WHAT TO WORK ON -
Which lines of the data below contain the word "field"? Show each of them in full, and treat uppercase and lowercase letters as different.

[Entries for labeling bounding boxes]

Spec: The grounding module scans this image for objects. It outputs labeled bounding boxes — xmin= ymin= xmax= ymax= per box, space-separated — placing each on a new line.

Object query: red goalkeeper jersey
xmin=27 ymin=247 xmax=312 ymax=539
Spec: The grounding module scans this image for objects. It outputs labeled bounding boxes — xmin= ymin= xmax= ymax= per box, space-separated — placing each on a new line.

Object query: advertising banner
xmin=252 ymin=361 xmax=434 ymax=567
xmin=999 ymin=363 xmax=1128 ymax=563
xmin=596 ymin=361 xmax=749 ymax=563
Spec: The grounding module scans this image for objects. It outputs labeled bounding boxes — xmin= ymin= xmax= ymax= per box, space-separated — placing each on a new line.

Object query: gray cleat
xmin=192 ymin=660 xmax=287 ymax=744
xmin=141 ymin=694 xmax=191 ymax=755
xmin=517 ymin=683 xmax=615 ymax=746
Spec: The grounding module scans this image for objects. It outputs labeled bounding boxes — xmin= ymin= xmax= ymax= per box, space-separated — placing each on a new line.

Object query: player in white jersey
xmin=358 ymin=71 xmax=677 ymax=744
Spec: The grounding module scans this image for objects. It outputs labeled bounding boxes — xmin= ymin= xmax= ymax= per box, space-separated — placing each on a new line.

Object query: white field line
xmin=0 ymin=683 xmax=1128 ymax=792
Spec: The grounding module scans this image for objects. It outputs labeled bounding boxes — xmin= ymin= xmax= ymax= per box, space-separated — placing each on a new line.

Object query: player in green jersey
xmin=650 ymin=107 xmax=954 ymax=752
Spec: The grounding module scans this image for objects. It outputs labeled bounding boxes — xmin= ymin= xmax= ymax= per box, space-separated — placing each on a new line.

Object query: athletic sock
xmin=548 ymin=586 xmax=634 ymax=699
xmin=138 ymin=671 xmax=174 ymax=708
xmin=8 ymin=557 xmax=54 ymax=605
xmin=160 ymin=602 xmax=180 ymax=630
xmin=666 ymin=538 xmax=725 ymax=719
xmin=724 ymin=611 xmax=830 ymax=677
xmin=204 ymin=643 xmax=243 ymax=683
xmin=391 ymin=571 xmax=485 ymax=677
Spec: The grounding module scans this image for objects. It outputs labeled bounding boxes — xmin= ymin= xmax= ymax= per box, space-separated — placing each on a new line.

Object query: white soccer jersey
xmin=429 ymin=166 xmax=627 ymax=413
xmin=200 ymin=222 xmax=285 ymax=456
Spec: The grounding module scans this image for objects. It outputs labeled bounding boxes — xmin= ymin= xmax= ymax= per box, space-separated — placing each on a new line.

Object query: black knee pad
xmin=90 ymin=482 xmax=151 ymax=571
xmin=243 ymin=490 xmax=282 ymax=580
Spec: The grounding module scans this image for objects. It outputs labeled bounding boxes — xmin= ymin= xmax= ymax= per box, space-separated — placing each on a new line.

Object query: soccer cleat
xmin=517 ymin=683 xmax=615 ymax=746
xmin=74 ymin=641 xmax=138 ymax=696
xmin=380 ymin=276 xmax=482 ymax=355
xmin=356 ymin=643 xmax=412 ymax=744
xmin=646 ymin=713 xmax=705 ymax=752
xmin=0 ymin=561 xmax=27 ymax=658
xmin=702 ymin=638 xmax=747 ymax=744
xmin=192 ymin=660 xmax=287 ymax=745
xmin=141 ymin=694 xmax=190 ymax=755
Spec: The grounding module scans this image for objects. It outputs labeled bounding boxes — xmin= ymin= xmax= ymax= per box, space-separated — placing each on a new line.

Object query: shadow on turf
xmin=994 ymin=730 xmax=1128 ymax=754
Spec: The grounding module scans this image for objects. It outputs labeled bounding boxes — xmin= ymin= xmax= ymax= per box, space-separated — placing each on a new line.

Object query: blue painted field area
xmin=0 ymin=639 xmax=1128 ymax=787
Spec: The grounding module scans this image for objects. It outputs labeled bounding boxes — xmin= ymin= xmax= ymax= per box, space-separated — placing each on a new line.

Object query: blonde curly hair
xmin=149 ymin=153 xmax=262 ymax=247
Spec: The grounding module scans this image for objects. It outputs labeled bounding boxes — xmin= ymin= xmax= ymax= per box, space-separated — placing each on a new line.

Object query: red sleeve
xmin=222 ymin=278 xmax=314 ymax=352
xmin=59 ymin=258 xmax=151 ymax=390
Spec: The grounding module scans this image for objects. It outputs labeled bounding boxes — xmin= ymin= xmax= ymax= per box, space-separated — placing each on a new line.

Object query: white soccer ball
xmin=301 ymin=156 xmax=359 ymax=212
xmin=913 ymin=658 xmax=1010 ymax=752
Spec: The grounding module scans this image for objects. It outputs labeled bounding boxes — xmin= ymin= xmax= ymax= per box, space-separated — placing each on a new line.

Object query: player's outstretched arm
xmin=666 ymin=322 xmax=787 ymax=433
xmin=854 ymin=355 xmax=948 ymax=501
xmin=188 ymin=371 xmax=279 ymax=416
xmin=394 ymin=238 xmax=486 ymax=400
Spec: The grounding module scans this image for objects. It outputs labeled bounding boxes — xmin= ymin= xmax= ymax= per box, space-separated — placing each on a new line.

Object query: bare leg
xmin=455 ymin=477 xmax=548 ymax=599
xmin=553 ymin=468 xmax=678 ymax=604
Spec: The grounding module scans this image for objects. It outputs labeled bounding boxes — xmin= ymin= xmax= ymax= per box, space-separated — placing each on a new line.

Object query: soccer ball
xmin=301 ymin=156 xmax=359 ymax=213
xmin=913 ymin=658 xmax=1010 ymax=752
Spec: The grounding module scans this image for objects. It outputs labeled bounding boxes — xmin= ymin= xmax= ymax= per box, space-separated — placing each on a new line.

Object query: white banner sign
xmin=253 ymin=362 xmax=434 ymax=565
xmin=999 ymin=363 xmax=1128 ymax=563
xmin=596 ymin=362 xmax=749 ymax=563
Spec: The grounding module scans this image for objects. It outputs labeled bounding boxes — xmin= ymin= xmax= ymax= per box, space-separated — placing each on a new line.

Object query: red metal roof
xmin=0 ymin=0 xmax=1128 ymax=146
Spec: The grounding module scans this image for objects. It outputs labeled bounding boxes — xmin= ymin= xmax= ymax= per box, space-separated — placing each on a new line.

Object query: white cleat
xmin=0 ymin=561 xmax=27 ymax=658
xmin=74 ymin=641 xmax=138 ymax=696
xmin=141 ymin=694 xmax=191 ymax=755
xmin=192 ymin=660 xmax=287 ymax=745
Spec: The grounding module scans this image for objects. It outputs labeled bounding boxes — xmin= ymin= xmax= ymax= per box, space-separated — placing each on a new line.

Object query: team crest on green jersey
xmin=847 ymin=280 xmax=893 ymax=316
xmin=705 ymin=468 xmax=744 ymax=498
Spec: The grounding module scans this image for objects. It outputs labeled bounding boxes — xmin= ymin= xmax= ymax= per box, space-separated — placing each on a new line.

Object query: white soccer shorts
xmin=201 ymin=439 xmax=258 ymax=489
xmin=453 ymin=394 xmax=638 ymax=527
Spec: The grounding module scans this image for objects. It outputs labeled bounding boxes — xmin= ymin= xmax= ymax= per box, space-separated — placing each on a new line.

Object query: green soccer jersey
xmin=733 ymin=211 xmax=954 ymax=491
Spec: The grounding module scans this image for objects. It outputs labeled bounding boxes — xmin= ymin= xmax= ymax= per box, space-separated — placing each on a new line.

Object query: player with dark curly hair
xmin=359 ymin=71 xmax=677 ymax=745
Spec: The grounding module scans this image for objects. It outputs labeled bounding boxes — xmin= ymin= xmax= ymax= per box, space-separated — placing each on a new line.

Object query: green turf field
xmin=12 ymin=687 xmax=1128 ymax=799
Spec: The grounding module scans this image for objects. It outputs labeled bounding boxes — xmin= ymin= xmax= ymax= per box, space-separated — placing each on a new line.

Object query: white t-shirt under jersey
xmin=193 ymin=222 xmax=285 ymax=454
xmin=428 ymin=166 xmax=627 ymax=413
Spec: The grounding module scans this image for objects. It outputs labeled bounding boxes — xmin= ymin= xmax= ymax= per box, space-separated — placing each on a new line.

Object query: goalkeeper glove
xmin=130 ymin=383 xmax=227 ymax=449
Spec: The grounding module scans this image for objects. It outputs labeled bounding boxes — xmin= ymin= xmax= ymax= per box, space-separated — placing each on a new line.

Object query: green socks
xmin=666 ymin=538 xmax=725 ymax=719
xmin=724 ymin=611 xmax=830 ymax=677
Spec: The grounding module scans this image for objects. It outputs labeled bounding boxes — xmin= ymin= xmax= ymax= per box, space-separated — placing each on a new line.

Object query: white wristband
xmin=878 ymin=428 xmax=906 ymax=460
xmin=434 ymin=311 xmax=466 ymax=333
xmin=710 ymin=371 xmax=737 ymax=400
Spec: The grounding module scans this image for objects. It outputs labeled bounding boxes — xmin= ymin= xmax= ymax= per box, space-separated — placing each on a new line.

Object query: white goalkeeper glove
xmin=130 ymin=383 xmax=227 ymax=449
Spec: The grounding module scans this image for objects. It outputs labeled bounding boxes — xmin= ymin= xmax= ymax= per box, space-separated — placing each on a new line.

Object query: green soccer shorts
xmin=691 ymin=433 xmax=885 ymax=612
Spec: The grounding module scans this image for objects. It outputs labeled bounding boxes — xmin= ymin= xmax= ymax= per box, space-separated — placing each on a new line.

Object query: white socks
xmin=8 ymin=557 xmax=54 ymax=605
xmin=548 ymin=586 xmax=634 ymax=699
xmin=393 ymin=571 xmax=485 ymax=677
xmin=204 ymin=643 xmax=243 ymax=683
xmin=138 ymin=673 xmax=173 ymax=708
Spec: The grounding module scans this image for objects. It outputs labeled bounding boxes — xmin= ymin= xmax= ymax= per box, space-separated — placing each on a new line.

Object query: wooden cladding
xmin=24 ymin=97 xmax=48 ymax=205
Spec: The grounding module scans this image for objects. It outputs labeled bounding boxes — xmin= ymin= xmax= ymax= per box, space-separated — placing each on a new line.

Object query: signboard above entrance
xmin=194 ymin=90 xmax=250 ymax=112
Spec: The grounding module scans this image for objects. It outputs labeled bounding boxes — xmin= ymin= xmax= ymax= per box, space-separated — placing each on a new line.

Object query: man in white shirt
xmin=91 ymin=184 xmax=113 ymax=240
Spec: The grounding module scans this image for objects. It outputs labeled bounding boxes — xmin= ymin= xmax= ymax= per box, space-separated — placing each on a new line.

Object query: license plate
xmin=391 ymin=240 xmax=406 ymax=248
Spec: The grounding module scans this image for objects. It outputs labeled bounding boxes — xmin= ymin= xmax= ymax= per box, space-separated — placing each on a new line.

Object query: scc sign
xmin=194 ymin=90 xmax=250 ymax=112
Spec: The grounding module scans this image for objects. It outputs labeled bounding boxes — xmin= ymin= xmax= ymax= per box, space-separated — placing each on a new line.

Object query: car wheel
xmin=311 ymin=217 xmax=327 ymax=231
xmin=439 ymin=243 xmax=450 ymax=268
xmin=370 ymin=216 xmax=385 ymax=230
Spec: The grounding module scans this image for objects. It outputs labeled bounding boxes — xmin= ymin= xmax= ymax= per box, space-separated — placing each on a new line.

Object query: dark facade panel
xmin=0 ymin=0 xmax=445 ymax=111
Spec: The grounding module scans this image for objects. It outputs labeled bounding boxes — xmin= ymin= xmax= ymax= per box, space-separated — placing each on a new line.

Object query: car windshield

WRITTEN ANSWER -
Object query: white field line
Object query: blue painted field area
Object query: green turf field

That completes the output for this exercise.